- Written task: Reproduce the material below verbatim, omitting the pictures from your output.

- Task data:
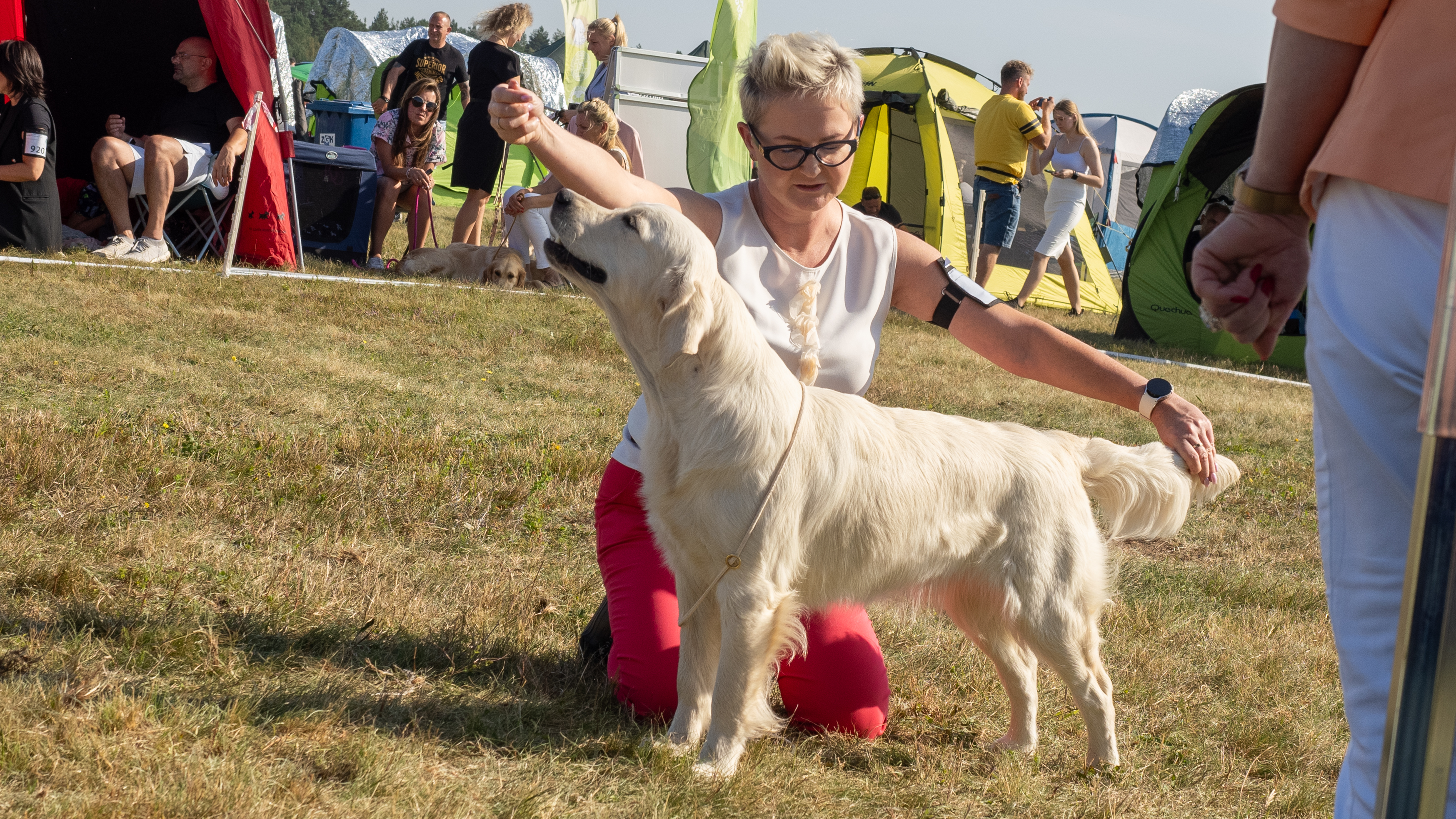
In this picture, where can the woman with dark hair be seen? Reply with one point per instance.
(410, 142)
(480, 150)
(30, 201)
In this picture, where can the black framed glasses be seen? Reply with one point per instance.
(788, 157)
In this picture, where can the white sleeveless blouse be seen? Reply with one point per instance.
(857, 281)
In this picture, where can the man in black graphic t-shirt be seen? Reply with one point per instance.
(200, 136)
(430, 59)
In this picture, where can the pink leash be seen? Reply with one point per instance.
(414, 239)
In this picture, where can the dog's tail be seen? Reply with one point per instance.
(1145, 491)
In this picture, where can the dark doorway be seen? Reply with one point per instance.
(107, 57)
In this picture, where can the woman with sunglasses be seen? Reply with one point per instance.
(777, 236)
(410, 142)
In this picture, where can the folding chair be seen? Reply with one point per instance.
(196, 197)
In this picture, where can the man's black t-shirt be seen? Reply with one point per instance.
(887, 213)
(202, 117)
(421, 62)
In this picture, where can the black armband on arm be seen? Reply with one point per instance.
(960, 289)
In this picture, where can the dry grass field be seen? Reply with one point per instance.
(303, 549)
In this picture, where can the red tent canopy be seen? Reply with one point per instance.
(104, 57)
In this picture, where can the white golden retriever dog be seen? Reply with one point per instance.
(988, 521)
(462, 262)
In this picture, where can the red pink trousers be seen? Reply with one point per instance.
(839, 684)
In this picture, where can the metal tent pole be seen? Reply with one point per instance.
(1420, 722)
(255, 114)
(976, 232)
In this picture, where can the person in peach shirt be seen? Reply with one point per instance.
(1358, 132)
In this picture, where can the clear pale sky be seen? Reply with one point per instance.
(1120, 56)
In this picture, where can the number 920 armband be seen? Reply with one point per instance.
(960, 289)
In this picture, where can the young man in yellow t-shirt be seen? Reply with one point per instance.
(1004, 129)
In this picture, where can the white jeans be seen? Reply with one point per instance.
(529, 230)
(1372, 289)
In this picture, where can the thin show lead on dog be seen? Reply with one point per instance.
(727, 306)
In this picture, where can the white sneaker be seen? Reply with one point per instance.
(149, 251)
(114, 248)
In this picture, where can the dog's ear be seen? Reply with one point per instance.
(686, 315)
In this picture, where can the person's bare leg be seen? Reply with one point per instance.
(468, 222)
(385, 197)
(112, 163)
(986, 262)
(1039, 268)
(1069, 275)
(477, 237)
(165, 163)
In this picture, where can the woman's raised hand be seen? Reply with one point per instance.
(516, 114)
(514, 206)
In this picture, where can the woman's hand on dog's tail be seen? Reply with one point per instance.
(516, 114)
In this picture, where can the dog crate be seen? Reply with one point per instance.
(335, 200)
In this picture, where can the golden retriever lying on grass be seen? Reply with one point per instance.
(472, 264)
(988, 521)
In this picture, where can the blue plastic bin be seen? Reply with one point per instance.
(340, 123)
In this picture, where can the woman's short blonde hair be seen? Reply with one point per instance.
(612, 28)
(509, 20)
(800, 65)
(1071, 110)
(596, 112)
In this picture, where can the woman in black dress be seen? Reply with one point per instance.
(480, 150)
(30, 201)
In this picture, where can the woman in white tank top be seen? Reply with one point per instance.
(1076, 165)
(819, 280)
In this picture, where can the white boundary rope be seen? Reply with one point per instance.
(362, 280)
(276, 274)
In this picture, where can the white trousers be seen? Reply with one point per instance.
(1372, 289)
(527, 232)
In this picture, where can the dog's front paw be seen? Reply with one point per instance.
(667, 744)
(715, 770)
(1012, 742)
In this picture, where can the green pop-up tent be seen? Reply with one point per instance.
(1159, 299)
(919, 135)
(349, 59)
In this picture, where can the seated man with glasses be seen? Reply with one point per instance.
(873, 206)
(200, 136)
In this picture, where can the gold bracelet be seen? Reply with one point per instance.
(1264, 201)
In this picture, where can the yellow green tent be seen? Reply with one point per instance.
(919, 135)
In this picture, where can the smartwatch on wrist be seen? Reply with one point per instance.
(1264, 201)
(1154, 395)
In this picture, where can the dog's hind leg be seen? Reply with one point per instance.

- Expected output:
In this picture, where can the woman with dark hair be seen? Reply with one point per instance.
(410, 142)
(480, 150)
(30, 201)
In this picture, where can the black framed glasses be seen? Reply with one point per instance.
(788, 157)
In this picture, where can the white sleeveless blouse be seen? Reply with one point per instance.
(857, 281)
In this picture, where can the man in black graphic t-shirt be seen? Reply with one point per instance.
(200, 136)
(430, 59)
In this picture, where can the pink leash be seen? Reply with one point per instance.
(414, 239)
In this picture, where can the dog's tail be seen? Reply with one point per instance.
(1145, 491)
In this picture, where can the dark doorway be seen? Reply with one point per instance.
(107, 57)
In this picture, where can the woman with sunglasses be seen? Reply with one point per instance.
(777, 236)
(410, 142)
In this picture, where can the folding chair be seen? Reply with one point per instance.
(196, 197)
In this picture, where can the man's black t-shirt be seen? Reply with one point per instance.
(887, 213)
(202, 117)
(421, 62)
In this picture, where can the black armband on arm be seen? Reply with one point per instance.
(960, 289)
In this picture, where can the dry grass field be seen? Reply with one point per instance.
(303, 549)
In this picture, where can the red tent canopy be seen? Reply with one point per instance.
(104, 57)
In this picture, where can the white golden retriever dog be seen? Reply with one point per instance.
(988, 521)
(462, 262)
In this picture, where can the red pink trousers be seen? Reply with one point per instance.
(839, 684)
In this picture, where can the metal tent pole be seen? Reply with one point per instance.
(1420, 722)
(255, 114)
(976, 232)
In this picture, where can the person in peach shirt be seen? Reply with one point per instance.
(1358, 132)
In this picture, where can the clear pale sky be seen? Reply with one point per instance.
(1120, 56)
In this picture, where can the number 920 armband be seen? Reply with one point per instance.
(960, 289)
In this picture, where can the young man in yellow t-shirt be seen? Reply with one point per instance.
(1004, 129)
In this picture, where can the white jeans be seen? Reply with one point per instance.
(529, 230)
(1372, 289)
In this picture, where can the thin show lead on dog be seen? Reply with one point per instance.
(727, 306)
In this picture, where can the white sneaker be seen? Reply with one point per instance.
(149, 251)
(114, 248)
In this picture, where can the dog's ear be seen? Reply with one point per instance.
(686, 315)
In this picture, where can the person's bare leg be seen? Reply with one point per instance.
(468, 222)
(385, 197)
(112, 163)
(986, 262)
(1039, 268)
(1069, 275)
(477, 237)
(165, 163)
In this picture, where can the woman's raised hand be seen? Reply with one point per instance.
(516, 114)
(514, 206)
In this picture, where can the woman's hand on dog's tail be seen? Reply with one point per instance.
(516, 114)
In this picture, where can the dog crate be seen? Reply with one point per instance.
(335, 200)
In this picture, where can the golden retriever lying on grass be seen? Reply with one point per instance.
(472, 264)
(988, 521)
In this picture, where can the blue plastic bin be seen? Reply with one point per instance.
(340, 123)
In this picture, where can the woman's short blonde hair be seen? Reply with one point per instance.
(612, 28)
(509, 20)
(800, 65)
(1071, 110)
(596, 112)
In this picture, where can the woman in black dress be seen? Reply with one point per instance.
(480, 150)
(30, 201)
In this picture, where can the woman in white tank top be seen? Reply with one point per instance.
(1076, 165)
(819, 280)
In this picture, where can the white boundary rope be seen? Reply with one point per instance.
(362, 280)
(276, 274)
In this picture, where can the white trousers be seen? Reply with one point per instance.
(1372, 289)
(527, 232)
In this picture, where can the dog's front paw be seen? Reply with one point per instance.
(667, 744)
(715, 770)
(1012, 742)
In this picture, where can the green pop-up tent be seen? Reply with one point per instance.
(1159, 299)
(919, 135)
(349, 59)
In this picture, where can the seated man with glasses be seen? Reply with one point per instance.
(873, 206)
(200, 136)
In this picture, where can the gold bracelet be seen? Reply with one point per instance.
(1264, 201)
In this picture, where can the yellow green tent be seen? Reply with one point per instance.
(919, 135)
In this picture, where can the smartwatch on wrist be seen? Reply with one point per instance.
(1264, 201)
(1154, 395)
In this picture, where can the dog's hind leg be seen? Reply with one point per instance.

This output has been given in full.